_WHAT IS ASKED_: Return the exact lines spanning from the line with "point: reflection on" through the last line of the entries, boundaries included, and no others.

# start of RECORDS SHOWN

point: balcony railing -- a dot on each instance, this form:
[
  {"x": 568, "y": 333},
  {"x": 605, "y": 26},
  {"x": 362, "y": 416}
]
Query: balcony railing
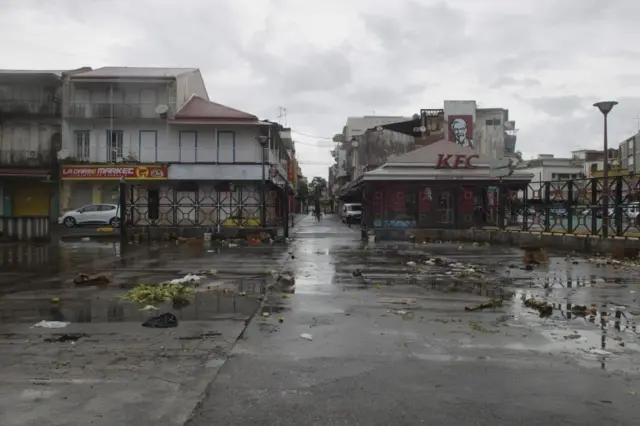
[
  {"x": 25, "y": 107},
  {"x": 26, "y": 158},
  {"x": 108, "y": 110}
]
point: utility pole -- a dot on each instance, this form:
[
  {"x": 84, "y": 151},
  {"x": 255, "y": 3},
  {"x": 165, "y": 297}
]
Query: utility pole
[{"x": 282, "y": 116}]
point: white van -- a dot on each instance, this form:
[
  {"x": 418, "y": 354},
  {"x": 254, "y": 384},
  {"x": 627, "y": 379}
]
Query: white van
[{"x": 352, "y": 211}]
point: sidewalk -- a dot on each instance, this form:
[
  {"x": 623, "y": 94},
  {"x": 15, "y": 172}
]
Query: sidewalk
[
  {"x": 105, "y": 368},
  {"x": 396, "y": 346}
]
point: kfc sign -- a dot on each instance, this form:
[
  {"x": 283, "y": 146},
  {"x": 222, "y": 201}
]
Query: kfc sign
[{"x": 459, "y": 161}]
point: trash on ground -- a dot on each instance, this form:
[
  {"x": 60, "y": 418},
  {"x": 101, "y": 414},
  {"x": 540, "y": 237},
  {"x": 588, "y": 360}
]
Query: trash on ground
[
  {"x": 166, "y": 320},
  {"x": 86, "y": 279},
  {"x": 153, "y": 294},
  {"x": 545, "y": 308},
  {"x": 189, "y": 278},
  {"x": 51, "y": 324},
  {"x": 149, "y": 308},
  {"x": 493, "y": 303},
  {"x": 66, "y": 338}
]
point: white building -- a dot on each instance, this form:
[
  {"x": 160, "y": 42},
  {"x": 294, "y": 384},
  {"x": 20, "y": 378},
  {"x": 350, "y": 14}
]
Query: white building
[
  {"x": 192, "y": 162},
  {"x": 547, "y": 168}
]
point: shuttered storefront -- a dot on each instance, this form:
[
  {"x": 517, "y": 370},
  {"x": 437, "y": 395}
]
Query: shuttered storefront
[
  {"x": 81, "y": 194},
  {"x": 31, "y": 198}
]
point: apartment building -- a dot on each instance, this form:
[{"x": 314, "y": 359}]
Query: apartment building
[
  {"x": 30, "y": 117},
  {"x": 190, "y": 162}
]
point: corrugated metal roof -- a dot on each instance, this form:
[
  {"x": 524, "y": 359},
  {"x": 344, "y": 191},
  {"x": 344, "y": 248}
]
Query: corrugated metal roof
[
  {"x": 197, "y": 107},
  {"x": 57, "y": 73},
  {"x": 134, "y": 72}
]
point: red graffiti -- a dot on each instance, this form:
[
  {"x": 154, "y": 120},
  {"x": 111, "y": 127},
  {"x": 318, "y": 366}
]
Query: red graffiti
[{"x": 459, "y": 161}]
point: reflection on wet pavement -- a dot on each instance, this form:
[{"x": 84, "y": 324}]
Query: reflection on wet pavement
[
  {"x": 27, "y": 289},
  {"x": 330, "y": 259}
]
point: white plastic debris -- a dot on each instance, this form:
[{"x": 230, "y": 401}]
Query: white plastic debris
[
  {"x": 51, "y": 324},
  {"x": 600, "y": 352},
  {"x": 149, "y": 308}
]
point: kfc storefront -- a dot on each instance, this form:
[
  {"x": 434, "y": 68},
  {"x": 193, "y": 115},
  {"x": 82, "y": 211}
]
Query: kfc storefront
[
  {"x": 442, "y": 185},
  {"x": 94, "y": 184}
]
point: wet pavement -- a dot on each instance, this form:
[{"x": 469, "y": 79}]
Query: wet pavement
[
  {"x": 104, "y": 368},
  {"x": 378, "y": 334}
]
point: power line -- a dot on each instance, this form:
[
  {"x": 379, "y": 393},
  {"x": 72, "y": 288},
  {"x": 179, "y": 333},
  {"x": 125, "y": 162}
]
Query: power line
[{"x": 311, "y": 136}]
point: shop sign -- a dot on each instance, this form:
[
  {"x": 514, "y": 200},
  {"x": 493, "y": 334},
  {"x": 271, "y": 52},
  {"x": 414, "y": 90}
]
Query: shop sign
[
  {"x": 459, "y": 161},
  {"x": 150, "y": 172}
]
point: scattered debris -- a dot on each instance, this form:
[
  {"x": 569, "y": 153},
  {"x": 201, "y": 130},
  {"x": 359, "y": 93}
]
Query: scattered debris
[
  {"x": 149, "y": 308},
  {"x": 545, "y": 308},
  {"x": 534, "y": 255},
  {"x": 51, "y": 324},
  {"x": 66, "y": 338},
  {"x": 493, "y": 303},
  {"x": 166, "y": 320},
  {"x": 153, "y": 294},
  {"x": 189, "y": 278},
  {"x": 86, "y": 279}
]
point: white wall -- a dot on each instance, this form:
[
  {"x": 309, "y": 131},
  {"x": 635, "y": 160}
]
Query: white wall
[
  {"x": 20, "y": 140},
  {"x": 356, "y": 126},
  {"x": 147, "y": 141},
  {"x": 489, "y": 138},
  {"x": 190, "y": 84}
]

# end of RECORDS SHOWN

_COMPLETED TASK_:
point: reflection on wet pavement -- a dot on each instance, this form:
[{"x": 84, "y": 324}]
Query: reflection on wet pavement
[
  {"x": 27, "y": 289},
  {"x": 330, "y": 259}
]
point: white plastic debris -- a dot on each instance, this form:
[{"x": 230, "y": 401}]
Query: white plastic debris
[
  {"x": 51, "y": 324},
  {"x": 600, "y": 352},
  {"x": 149, "y": 308}
]
point: kfc storefront -- a dot on each instance, this form:
[
  {"x": 434, "y": 68},
  {"x": 193, "y": 115},
  {"x": 82, "y": 211}
]
Query: kfc storefront
[
  {"x": 442, "y": 185},
  {"x": 94, "y": 184}
]
point: wet pavement -- a dot on each instance, this form:
[{"x": 469, "y": 79}]
Query: wet pavement
[
  {"x": 104, "y": 368},
  {"x": 378, "y": 334}
]
point: power line -- a dot on each instance, this form:
[
  {"x": 379, "y": 393},
  {"x": 72, "y": 288},
  {"x": 179, "y": 333},
  {"x": 125, "y": 162}
]
Query: power line
[{"x": 311, "y": 136}]
point: shop sign -- a dot on each instance, this form:
[
  {"x": 514, "y": 200},
  {"x": 493, "y": 334},
  {"x": 271, "y": 52},
  {"x": 414, "y": 90}
]
Query: shop sign
[
  {"x": 459, "y": 161},
  {"x": 150, "y": 172}
]
point: scattered debris -- a dot on each instance, this form:
[
  {"x": 569, "y": 153},
  {"x": 201, "y": 130},
  {"x": 359, "y": 93}
]
Query: scattered debris
[
  {"x": 149, "y": 308},
  {"x": 545, "y": 308},
  {"x": 534, "y": 255},
  {"x": 51, "y": 324},
  {"x": 66, "y": 338},
  {"x": 493, "y": 303},
  {"x": 166, "y": 320},
  {"x": 153, "y": 294},
  {"x": 189, "y": 278},
  {"x": 86, "y": 279}
]
point: white wall -- a dot on each instance, this form:
[
  {"x": 309, "y": 131},
  {"x": 635, "y": 160}
]
Query: white wall
[
  {"x": 20, "y": 140},
  {"x": 356, "y": 126},
  {"x": 147, "y": 141},
  {"x": 489, "y": 138},
  {"x": 190, "y": 84}
]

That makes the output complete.